Data listing:

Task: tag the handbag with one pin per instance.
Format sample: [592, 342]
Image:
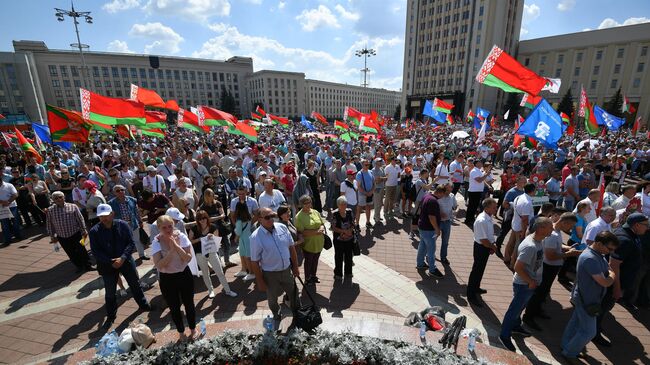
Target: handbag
[307, 317]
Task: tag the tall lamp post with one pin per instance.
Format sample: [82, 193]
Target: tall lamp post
[365, 53]
[60, 16]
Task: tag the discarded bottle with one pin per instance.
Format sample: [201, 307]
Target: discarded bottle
[268, 323]
[423, 332]
[471, 342]
[202, 327]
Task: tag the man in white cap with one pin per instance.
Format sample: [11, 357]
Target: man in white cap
[111, 242]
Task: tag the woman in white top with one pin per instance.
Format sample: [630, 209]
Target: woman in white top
[172, 252]
[184, 192]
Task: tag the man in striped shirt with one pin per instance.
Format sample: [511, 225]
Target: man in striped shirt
[65, 225]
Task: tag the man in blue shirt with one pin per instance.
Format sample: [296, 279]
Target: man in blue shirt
[593, 277]
[274, 262]
[111, 242]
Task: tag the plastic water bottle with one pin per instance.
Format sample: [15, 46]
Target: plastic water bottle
[202, 327]
[423, 332]
[268, 323]
[471, 342]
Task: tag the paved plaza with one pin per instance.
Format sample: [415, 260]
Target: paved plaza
[47, 312]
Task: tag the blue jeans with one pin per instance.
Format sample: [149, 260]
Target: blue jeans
[445, 232]
[427, 246]
[7, 227]
[578, 332]
[130, 273]
[512, 319]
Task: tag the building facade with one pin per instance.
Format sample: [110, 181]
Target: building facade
[445, 45]
[54, 77]
[602, 61]
[330, 99]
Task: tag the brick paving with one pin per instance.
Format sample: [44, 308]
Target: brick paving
[46, 309]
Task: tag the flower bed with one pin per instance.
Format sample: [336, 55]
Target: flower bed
[296, 347]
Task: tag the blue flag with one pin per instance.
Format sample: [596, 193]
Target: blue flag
[437, 115]
[612, 122]
[307, 124]
[481, 117]
[544, 124]
[43, 132]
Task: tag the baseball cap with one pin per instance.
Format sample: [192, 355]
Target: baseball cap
[635, 218]
[175, 214]
[104, 210]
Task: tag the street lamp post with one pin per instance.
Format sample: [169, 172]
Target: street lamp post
[365, 53]
[60, 16]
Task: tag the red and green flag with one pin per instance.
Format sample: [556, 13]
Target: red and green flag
[146, 97]
[319, 117]
[586, 110]
[27, 147]
[188, 120]
[67, 125]
[243, 129]
[261, 111]
[502, 71]
[212, 117]
[278, 120]
[111, 111]
[441, 106]
[341, 126]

**DIRECTIONS FOR THIS TASK:**
Reproduce all of the data above, substituting "a single point per instance" for each occurrence of "one pin per instance" and leaving everything else unchanged. Omit the pictures from your answer.

**PROBLEM SOLUTION:**
Task: tag the handbag with a single point per instance.
Format sample: [592, 342]
Image:
Target: handbag
[307, 317]
Task: tag the tall lamp post with a single point per instance.
Format sample: [82, 193]
Target: tall lamp post
[365, 53]
[60, 16]
Task: tag the discarded bottle with a single point per instance.
Format sample: [201, 307]
Target: discarded bottle
[268, 323]
[423, 332]
[471, 342]
[202, 327]
Task: tag the man in white cap with a single point per instance.
Format sample: [11, 357]
Target: man in white cap
[111, 242]
Task: tag the woman in white top with a single point per instance.
Format sample: [630, 209]
Target: woman in white top
[172, 252]
[184, 192]
Task: tag the man in striped shirt with a single point per instance.
Format sample: [511, 225]
Target: man in striped shirt
[65, 225]
Task: tag the man in blue shirt with a single point per instance.
Format sample: [296, 279]
Target: man in blue shirt
[593, 277]
[274, 262]
[111, 242]
Task: tag the plastic water bottle with a single point per instance.
Format sample: [15, 46]
Target: plastic water bottle
[202, 327]
[423, 332]
[268, 323]
[471, 342]
Task: tag the paved plaza with a single point per instance.
Format sample: [415, 260]
Target: paved plaza
[47, 312]
Task: tag the blue jeans with a single point per instance.
Format sample: [149, 260]
Target: blue jeans
[445, 232]
[427, 246]
[7, 227]
[578, 332]
[130, 273]
[512, 319]
Task: tag the building facade with a single point per instance.
Format sample: [110, 181]
Target: building facade
[445, 45]
[54, 77]
[602, 61]
[330, 99]
Task: tag the brick paving with a single point per instance.
Format sample: [44, 308]
Target: brick paving
[46, 309]
Task: tag the flower bed with a single point per instance.
Format sample: [336, 55]
Target: flower bed
[296, 347]
Task: tag the blue flag with a single point per instance.
Format sample: [596, 193]
Target: blue flag
[437, 115]
[612, 122]
[307, 124]
[481, 117]
[544, 124]
[43, 132]
Task: tag the baseball cap with a single point per instance.
Format sample: [192, 355]
Target: baseball cap
[635, 218]
[175, 214]
[104, 210]
Task: tag the street lamp post with a single point per instance.
Format sample: [169, 172]
Target: street lamp post
[365, 53]
[60, 16]
Task: tag the red and green flag with a single point per instance.
Format sample: [556, 13]
Target: red and green flag
[146, 97]
[319, 117]
[586, 110]
[27, 147]
[188, 120]
[67, 125]
[243, 129]
[261, 111]
[502, 71]
[212, 117]
[278, 120]
[111, 111]
[441, 106]
[341, 126]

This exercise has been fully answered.